Listed records
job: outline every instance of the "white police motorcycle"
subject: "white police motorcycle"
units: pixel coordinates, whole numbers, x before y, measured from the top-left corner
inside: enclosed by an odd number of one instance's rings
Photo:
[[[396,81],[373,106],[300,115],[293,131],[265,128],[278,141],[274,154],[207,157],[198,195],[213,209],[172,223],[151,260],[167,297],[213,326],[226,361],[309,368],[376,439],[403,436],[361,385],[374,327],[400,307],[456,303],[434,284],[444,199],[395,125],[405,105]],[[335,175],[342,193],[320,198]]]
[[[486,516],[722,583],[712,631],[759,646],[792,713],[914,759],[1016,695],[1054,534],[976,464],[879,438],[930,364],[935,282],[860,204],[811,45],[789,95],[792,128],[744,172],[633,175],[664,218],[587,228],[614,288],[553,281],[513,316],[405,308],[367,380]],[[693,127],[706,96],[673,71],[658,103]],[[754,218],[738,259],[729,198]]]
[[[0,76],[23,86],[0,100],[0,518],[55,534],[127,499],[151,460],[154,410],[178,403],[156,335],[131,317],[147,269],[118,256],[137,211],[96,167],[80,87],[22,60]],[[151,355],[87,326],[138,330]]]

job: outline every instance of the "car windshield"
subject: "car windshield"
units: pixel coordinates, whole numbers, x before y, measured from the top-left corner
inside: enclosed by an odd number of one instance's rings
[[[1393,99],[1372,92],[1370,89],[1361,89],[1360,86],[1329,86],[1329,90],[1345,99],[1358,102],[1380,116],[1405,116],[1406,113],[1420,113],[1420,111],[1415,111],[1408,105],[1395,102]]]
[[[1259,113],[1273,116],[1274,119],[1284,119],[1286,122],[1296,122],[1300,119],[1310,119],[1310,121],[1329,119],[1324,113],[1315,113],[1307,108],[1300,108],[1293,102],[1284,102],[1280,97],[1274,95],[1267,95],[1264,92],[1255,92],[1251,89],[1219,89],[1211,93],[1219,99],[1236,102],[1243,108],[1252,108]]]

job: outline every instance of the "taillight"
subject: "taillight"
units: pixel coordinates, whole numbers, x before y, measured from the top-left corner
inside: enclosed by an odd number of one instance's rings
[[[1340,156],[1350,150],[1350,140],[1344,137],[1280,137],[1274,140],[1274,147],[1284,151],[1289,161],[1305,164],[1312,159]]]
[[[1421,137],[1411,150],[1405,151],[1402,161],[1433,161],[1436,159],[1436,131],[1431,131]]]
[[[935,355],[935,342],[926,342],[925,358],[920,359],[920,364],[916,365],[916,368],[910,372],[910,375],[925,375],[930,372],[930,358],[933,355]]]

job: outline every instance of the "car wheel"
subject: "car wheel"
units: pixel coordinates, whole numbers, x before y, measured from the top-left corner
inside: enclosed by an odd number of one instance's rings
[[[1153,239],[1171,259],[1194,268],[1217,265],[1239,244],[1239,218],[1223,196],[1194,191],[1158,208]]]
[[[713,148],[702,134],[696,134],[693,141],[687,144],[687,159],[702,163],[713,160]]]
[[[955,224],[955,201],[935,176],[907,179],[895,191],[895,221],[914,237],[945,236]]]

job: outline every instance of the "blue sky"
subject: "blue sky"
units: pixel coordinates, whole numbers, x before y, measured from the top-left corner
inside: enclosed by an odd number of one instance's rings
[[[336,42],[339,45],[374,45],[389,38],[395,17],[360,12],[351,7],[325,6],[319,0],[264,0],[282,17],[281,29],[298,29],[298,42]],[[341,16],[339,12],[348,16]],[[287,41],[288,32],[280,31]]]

What is required
Pull out every line of the records that contains the string "subject" and copy each such line in full. Case counts when matching.

Correct result
subject: "white police motorcycle"
subject: "car windshield"
subject: "taillight"
subject: "car wheel"
subject: "blue sky"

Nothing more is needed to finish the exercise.